# [AUFGABE]
Bearbeiten Sie im Text über die digitalisierte Mumie den Abschnitt von „Die Aufnahmen enthüllten“ bis einschließlich „Gewebes, sagte sie.“, indem Sie „Knochenstruktur“ durch „Skelettstruktur“ ersetzen. Geben Sie den so geänderten Abschnitt wieder.

# [VORGEGEBENER TEXT]
-------

Eine digitalisierte Mumie, konstruiert aus Querschnitten von CT-Scans, zu untersuchen ähnelt einer echten Sektion – mit einigen größeren Einschränkungen allerdings, so Sarah Wisseman, Projektkoordinatorin und Leiterin des Program on Ancient Technologies and Archaeological Materials (ATAM) am Illinois State Archaeological Survey. Wisseman ist die Autorin von „The Virtual Mummy“, einem Buch über diese Untersuchung.
Die Aufnahmen enthüllten die Knochenstruktur und zeigten auch, dass die Einbalsamierer das Gehirn, das Herz und die Lunge im Körper belassen hatten. Die Bilder gaben auch Einblick in die Materialien, die zur Stabilisierung, zum Einwickeln und „Ausstopfen“ des Körpers verwendet wurden. Aber sie lieferten keine feinen Details des übergebliebenen weichen Gewebes, sagte sie.

-------

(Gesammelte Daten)

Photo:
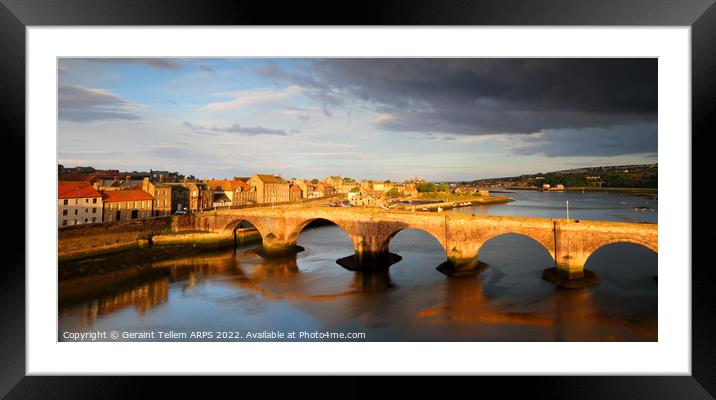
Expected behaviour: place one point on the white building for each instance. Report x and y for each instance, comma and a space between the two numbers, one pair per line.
78, 203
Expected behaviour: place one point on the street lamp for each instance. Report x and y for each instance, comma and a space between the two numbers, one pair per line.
567, 210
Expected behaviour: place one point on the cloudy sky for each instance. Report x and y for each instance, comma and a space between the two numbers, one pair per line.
440, 119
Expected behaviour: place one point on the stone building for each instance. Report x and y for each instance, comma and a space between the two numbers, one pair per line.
325, 189
366, 199
308, 189
295, 194
270, 188
200, 196
243, 193
121, 205
78, 203
222, 192
162, 194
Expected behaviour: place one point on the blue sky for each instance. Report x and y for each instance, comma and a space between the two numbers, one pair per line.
440, 119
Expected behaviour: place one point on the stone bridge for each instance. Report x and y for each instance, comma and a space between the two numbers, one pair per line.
569, 243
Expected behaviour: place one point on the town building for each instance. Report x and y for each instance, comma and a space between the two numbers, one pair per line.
162, 194
295, 193
222, 192
325, 189
270, 188
365, 199
78, 203
243, 193
121, 205
308, 189
200, 196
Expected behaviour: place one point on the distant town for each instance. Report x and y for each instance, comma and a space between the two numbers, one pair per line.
638, 176
87, 195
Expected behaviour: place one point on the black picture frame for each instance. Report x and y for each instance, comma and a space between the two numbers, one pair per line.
16, 15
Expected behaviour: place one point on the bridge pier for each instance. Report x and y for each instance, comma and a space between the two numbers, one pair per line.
370, 254
458, 268
571, 254
273, 247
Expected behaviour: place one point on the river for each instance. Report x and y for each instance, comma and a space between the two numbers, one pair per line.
231, 294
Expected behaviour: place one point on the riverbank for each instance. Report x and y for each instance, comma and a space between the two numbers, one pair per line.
94, 271
642, 192
464, 201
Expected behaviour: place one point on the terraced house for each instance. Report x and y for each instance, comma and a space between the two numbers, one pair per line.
78, 203
270, 188
120, 205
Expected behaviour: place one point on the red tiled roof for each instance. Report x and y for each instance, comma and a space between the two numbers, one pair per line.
216, 183
239, 183
76, 190
110, 196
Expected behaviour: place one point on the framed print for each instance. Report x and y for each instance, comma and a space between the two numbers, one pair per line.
466, 189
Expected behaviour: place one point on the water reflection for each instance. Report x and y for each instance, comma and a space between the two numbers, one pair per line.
411, 301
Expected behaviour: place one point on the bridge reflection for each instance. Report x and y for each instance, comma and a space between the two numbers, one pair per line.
554, 314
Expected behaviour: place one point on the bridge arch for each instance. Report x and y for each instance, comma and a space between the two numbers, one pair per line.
546, 245
653, 246
296, 230
385, 244
236, 223
603, 244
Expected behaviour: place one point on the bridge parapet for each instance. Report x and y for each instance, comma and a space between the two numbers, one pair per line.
569, 243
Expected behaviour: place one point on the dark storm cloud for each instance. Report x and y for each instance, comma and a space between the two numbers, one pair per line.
595, 142
488, 96
80, 104
161, 63
235, 128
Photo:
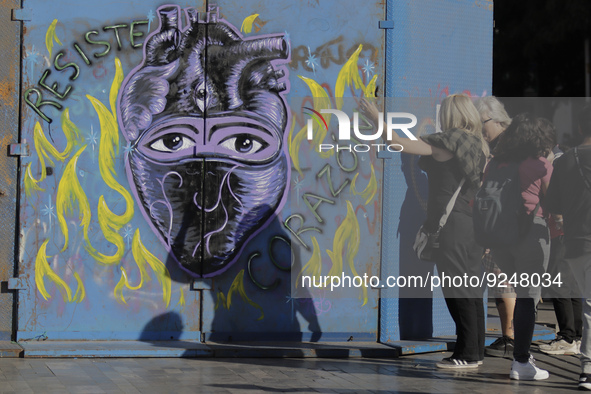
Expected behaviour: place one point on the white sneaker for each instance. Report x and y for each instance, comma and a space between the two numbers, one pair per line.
559, 346
527, 371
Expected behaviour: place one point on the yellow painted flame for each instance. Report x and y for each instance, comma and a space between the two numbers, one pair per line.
70, 195
181, 298
46, 150
313, 267
370, 90
348, 75
109, 222
50, 37
238, 286
80, 291
143, 257
43, 270
346, 243
247, 23
370, 190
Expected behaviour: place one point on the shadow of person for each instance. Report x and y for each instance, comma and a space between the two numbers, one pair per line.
165, 327
415, 304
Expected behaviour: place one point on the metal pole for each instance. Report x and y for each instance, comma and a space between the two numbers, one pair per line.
587, 71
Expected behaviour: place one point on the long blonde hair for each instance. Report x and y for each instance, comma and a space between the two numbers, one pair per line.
458, 112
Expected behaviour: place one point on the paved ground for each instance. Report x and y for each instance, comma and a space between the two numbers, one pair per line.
406, 374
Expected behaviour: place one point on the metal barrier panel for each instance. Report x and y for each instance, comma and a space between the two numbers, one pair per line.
10, 33
158, 199
435, 49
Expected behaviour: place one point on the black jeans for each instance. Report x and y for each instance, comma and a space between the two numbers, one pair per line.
459, 255
567, 306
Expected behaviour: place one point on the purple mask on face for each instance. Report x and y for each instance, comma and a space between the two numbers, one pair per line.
205, 116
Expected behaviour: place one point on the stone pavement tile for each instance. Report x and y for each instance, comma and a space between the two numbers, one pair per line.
85, 390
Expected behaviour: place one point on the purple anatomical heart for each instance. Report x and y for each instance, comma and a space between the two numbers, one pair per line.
205, 116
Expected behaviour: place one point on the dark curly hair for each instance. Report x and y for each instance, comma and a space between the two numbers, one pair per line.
527, 136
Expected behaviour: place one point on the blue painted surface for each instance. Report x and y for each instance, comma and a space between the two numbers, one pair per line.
423, 53
322, 36
435, 49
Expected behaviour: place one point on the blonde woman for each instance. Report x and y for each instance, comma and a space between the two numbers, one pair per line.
494, 121
459, 152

-------

# [LÖSUNG]
Die Aufnahmen enthüllten die Skelettstruktur und zeigten auch, dass die Einbalsamierer das Gehirn, das Herz und die Lunge im Körper belassen hatten. Die Bilder gaben auch Einblick in die Materialien, die zur Stabilisierung, zum Einwickeln und „Ausstopfen“ des Körpers verwendet wurden. Aber sie lieferten keine feinen Details des übergebliebenen weichen Gewebes, sagte sie.